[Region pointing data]
<<<<
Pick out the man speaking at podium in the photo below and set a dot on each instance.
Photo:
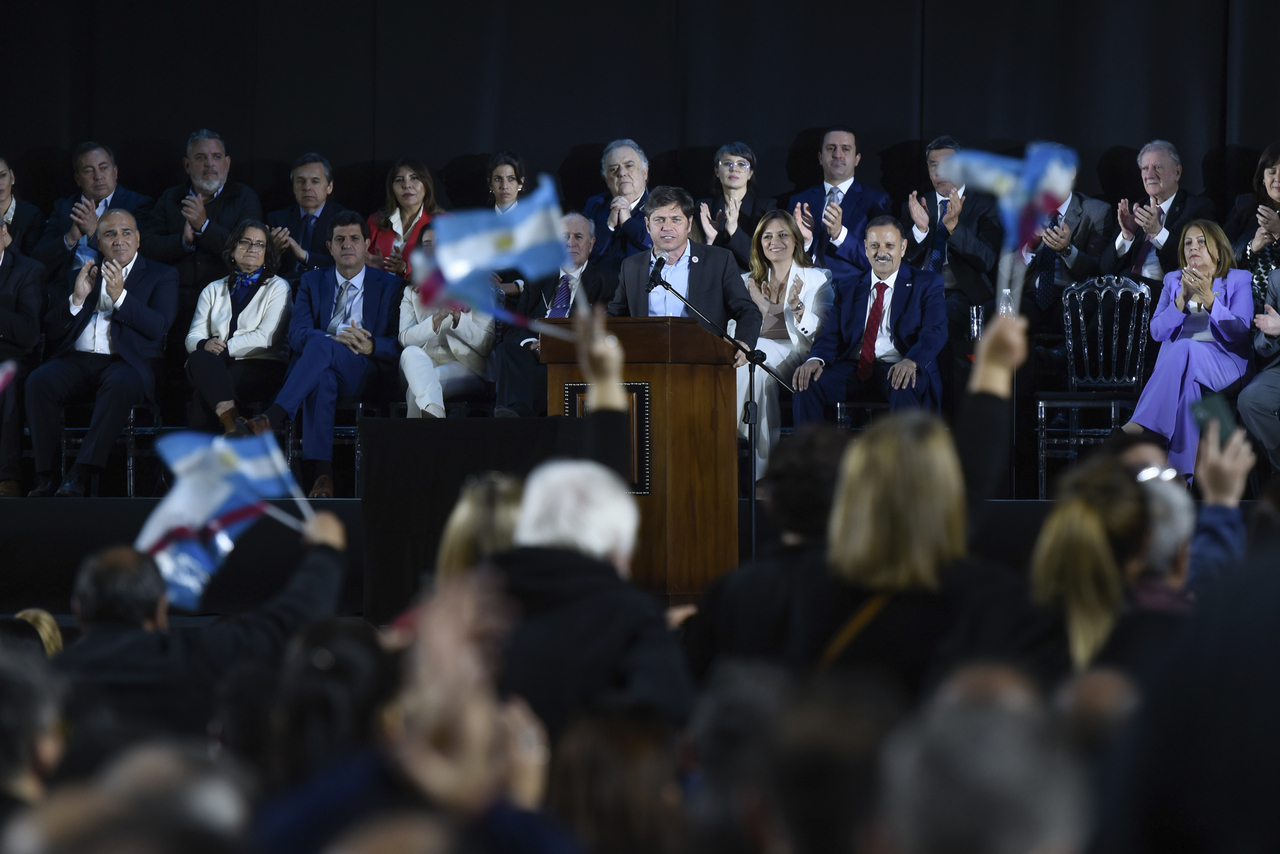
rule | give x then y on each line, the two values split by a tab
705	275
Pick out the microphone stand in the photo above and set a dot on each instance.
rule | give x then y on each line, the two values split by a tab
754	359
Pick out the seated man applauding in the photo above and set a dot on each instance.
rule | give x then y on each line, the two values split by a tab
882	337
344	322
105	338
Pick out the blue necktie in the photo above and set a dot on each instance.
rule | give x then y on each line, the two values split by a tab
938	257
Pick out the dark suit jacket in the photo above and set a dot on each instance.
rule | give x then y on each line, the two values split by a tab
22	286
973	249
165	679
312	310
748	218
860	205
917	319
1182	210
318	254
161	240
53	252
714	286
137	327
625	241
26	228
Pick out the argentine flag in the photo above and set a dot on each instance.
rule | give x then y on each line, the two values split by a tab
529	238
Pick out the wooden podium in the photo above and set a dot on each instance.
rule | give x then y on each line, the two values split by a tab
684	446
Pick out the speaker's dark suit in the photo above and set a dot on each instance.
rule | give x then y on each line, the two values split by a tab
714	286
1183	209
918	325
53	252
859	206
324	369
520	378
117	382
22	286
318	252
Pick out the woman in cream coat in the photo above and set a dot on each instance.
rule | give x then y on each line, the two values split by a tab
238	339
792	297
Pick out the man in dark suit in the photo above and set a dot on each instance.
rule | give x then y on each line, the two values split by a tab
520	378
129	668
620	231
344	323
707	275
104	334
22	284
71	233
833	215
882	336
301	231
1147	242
>>>>
--- Work to be completed ---
Set every line of the records down again exactly, and exclude all pictures.

--- Answer to the exercise ---
Pick out the man speaking at podium in the photo below and set a dot on each instance.
Photo:
rule | give x then y on each line, the two values split by a tab
705	275
Pick out the microphone stand in the photo above and set a dot on each instance.
rule | give x then y on each line, the two values split by a tab
754	359
Pick out the seated man applauding in the photo above and set a dot on each instance.
rule | give x then y on each line, the two values split by a tab
882	337
344	322
105	338
Pick out the blue necktie in the photo above and set a dot on each instance.
rule | give x then y on each line, the two values split by a tab
938	257
Pick out the dark suit jacket in the photo above and set a dot on each instance.
rule | give x then y on each line, the two values split by a tab
22	286
973	249
165	679
312	310
748	218
860	205
917	319
1182	210
318	254
161	240
53	252
714	286
137	327
625	241
26	228
Pick out the argentine flag in the photo above and set a dot on each instance.
rule | give x then y on each line, the two values split by a tab
529	238
Pick out the wooden podium in the photo above and set a dot on each instance.
rule | give x then y on each line, the two values split by a tab
684	446
Pick out the speaker's dark suit in the photo above and set a dot on each instance.
rule | give x then y on each line, the two values split by a tab
714	286
1183	209
918	325
53	252
859	206
324	369
520	378
117	382
22	286
318	252
Pick out the woman in cream coat in the photo above and set a dot on each instance.
rule | give x then y on each line, the two values split by a tab
238	339
792	297
Pick out the man in dark suit in the photo above and set a dot on each instance.
rule | give x then y on each line, the two values split by a tab
520	378
129	668
620	231
344	323
707	275
104	334
22	284
71	233
833	215
882	336
301	231
1147	242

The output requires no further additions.